Exercise requirements: Please reproduce the data below exactly, from the first line to the last.

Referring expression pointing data
◆ ◆ ◆ ◆

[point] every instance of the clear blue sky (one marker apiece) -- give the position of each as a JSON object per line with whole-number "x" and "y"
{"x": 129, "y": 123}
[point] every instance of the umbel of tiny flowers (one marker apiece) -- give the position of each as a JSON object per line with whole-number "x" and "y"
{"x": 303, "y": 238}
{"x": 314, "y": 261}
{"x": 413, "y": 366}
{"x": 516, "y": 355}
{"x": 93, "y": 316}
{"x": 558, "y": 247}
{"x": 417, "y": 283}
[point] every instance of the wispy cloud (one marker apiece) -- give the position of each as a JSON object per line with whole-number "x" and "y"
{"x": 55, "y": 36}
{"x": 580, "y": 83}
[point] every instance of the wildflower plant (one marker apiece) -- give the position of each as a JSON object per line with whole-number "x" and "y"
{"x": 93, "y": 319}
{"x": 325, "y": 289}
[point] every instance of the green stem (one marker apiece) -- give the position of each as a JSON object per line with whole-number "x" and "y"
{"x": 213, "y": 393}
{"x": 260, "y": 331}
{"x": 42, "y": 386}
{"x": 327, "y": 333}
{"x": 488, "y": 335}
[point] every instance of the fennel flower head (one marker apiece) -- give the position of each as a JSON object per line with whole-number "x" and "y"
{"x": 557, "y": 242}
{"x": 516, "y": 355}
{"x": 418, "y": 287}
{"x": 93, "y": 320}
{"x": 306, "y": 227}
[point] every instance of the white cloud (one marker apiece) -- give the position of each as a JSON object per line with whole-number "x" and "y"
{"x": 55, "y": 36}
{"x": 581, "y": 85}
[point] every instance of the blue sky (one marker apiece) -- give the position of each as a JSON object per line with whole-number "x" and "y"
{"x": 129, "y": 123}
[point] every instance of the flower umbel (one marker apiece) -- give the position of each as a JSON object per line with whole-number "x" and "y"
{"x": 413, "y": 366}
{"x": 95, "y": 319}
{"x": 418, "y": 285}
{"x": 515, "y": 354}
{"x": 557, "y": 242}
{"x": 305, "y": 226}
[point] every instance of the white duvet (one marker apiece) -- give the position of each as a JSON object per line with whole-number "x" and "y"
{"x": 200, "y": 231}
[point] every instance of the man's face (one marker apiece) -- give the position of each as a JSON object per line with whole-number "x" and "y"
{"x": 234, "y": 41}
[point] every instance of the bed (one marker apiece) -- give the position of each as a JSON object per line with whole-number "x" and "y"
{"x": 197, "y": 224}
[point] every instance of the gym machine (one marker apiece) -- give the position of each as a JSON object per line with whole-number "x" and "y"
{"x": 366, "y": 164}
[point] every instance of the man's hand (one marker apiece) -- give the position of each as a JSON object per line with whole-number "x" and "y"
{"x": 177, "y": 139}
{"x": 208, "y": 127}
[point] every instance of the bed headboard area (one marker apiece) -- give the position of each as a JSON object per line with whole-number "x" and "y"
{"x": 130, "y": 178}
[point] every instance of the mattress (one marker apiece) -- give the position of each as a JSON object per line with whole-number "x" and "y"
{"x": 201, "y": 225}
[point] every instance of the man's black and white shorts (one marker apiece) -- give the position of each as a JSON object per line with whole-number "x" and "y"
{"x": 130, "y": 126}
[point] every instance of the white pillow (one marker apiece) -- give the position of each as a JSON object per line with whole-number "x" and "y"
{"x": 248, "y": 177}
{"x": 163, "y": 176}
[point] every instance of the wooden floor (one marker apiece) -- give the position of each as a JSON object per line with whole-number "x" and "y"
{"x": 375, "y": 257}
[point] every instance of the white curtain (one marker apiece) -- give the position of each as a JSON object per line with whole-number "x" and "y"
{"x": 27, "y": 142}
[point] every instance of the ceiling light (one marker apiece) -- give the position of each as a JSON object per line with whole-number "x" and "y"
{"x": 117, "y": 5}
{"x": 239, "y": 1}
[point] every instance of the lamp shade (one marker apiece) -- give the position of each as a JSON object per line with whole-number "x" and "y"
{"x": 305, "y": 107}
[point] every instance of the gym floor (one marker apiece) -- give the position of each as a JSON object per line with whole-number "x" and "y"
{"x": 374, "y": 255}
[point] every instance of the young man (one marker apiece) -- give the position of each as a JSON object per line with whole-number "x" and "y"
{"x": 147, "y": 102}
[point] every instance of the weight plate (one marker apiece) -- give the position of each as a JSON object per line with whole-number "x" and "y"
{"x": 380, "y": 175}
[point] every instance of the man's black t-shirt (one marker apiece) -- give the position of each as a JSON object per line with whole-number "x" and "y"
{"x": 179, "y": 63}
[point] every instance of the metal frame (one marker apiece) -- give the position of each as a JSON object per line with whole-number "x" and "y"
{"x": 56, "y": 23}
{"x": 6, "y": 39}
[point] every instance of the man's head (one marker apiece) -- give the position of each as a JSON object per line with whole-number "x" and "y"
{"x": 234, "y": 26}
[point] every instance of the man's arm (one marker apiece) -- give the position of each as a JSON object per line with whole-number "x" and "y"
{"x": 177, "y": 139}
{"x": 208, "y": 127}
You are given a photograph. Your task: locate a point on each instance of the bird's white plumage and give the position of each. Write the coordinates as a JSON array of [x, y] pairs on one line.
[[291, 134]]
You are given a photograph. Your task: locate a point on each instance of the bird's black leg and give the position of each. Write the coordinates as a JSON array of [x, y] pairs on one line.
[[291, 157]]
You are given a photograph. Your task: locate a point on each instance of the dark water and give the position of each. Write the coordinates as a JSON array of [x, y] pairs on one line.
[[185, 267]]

◆ ◆ ◆ ◆

Answer space:
[point] every instance of the clear blue sky (one marker apiece) -- give the position of each as a JSON object per line with whole-number "x" and "y"
{"x": 129, "y": 123}
[point] every instance of the umbel of tiny flowers (one marker apiece) -- give the position of each as a JSON object per line with whole-number "x" and "y"
{"x": 303, "y": 238}
{"x": 314, "y": 261}
{"x": 413, "y": 366}
{"x": 516, "y": 355}
{"x": 93, "y": 316}
{"x": 558, "y": 247}
{"x": 417, "y": 283}
[point] every instance of the wispy cloud (one marker apiece) -- give the position of each as a JSON object per line with whole-number "x" and "y"
{"x": 55, "y": 36}
{"x": 580, "y": 83}
[point] every instance of the wildflower plant (one marker apiece) -- give the position of each as a JSON object per line with whole-number "x" and "y"
{"x": 93, "y": 319}
{"x": 325, "y": 289}
[point] every instance of the green stem (one marker apiece) -- give the position of each as a JSON object per line with whole-number "x" and "y"
{"x": 213, "y": 393}
{"x": 260, "y": 331}
{"x": 42, "y": 386}
{"x": 327, "y": 333}
{"x": 488, "y": 335}
[point] every instance of the fennel flower head (one marker apiece) -- give the position of each as a JSON object per line with whole-number "x" and "y"
{"x": 557, "y": 242}
{"x": 516, "y": 355}
{"x": 418, "y": 287}
{"x": 93, "y": 320}
{"x": 306, "y": 227}
[point] every instance of the white cloud (one marker apiece) -- give the position of each as a JSON object per line with whole-number "x" and "y"
{"x": 55, "y": 36}
{"x": 581, "y": 85}
[point] every instance of the blue sky (one marker apiece) -- give the position of each as a JSON object per line with whole-number "x" and "y"
{"x": 129, "y": 123}
[point] every instance of the flower umbel (one marker apiece) -- give the position of each as a JSON object per line with whole-number "x" and "y"
{"x": 413, "y": 366}
{"x": 95, "y": 319}
{"x": 418, "y": 285}
{"x": 515, "y": 354}
{"x": 557, "y": 242}
{"x": 305, "y": 226}
[point] every instance of the white duvet (one marker apiece) -- give the position of each as a JSON object per line with whole-number "x" and "y"
{"x": 200, "y": 231}
[point] every instance of the man's face (one marker apiece) -- give the position of each as a JSON object per line with whole-number "x" and "y"
{"x": 234, "y": 41}
[point] every instance of the bed (one marker apiece) -- give the position of each as a JSON object per line with whole-number "x" and "y"
{"x": 197, "y": 224}
[point] every instance of the gym machine (one marker apiece) -- give the position of each as a JSON object per line with whole-number "x" and "y"
{"x": 366, "y": 164}
[point] every instance of the man's hand (one marker apiece) -- give the position of each as a JSON object per line with whole-number "x" and "y"
{"x": 177, "y": 139}
{"x": 208, "y": 127}
[point] every instance of the bed headboard area (one marker apiece) -- give the position of each as a JSON object per line with whole-number "x" and "y"
{"x": 130, "y": 178}
[point] every instance of the mattress (one marker apiece) -- give the position of each as a JSON object per line with whole-number "x" and "y"
{"x": 201, "y": 225}
[point] every instance of the man's black and white shorts (one marker apiece) -- give the position of each as a JSON object per line with whole-number "x" and "y"
{"x": 130, "y": 126}
[point] every instance of the white pillow (one marker apiece) -- give the position of each as a JSON object per line with whole-number "x" and "y"
{"x": 248, "y": 177}
{"x": 163, "y": 176}
[point] every instance of the wooden floor (one marker apiece) -- give the position of each as a JSON object per line with whole-number "x" and "y"
{"x": 375, "y": 257}
[point] every instance of the white curtain (one marker apiece) -- give the position of each as a JSON object per line with whole-number "x" and "y"
{"x": 27, "y": 142}
[point] every instance of the ceiling light (one marker apiece) -- give the position of each as a JSON object per line with whole-number "x" and "y"
{"x": 117, "y": 5}
{"x": 239, "y": 1}
[point] every instance of the lamp shade (one marker apiece) -- give the position of each as a JSON object per line with whole-number "x" and "y"
{"x": 305, "y": 107}
[point] every instance of the gym floor (one marker apiece) -- give the position of each as a JSON object per line with whole-number "x" and "y"
{"x": 374, "y": 255}
[point] every instance of the young man (one marker apiece) -- give the position of each as a JSON object per line with whole-number "x" and "y"
{"x": 147, "y": 102}
[point] every instance of the weight plate (one marker apiece) -- give the position of each as a JSON object per line with whole-number "x" and "y"
{"x": 380, "y": 175}
[point] every instance of the man's black t-shirt (one marker apiece) -- give the position of each as a JSON object per line with whole-number "x" and "y"
{"x": 179, "y": 63}
[point] every instance of the metal frame (one marker apiece) -- give the position of each as a JSON object per line with whole-number "x" and "y"
{"x": 56, "y": 23}
{"x": 6, "y": 39}
[point] every instance of the man's head (one marker apiece) -- give the position of each as a JSON object per line with whole-number "x" and "y"
{"x": 234, "y": 26}
[point] every instance of the man's arm (one marker apiece) -- give the position of each as a JSON object per line with whole-number "x" and "y"
{"x": 177, "y": 139}
{"x": 208, "y": 127}
You are given a photograph. Your task: locate a point on each instance of the bird's white plumage and give the position of each. Write the coordinates as a JSON array of [x, y] pairs on one line.
[[291, 134]]
You are given a photograph. Your task: locate a point on each instance of the bird's black leg and give the position of each. Write the coordinates as a JSON array of [x, y] pairs on one line.
[[291, 157]]
You are given a photograph. Your task: locate a point on each instance of the dark water and give the position of each. Write the coordinates as a JSON array of [x, y] pairs on one line.
[[185, 267]]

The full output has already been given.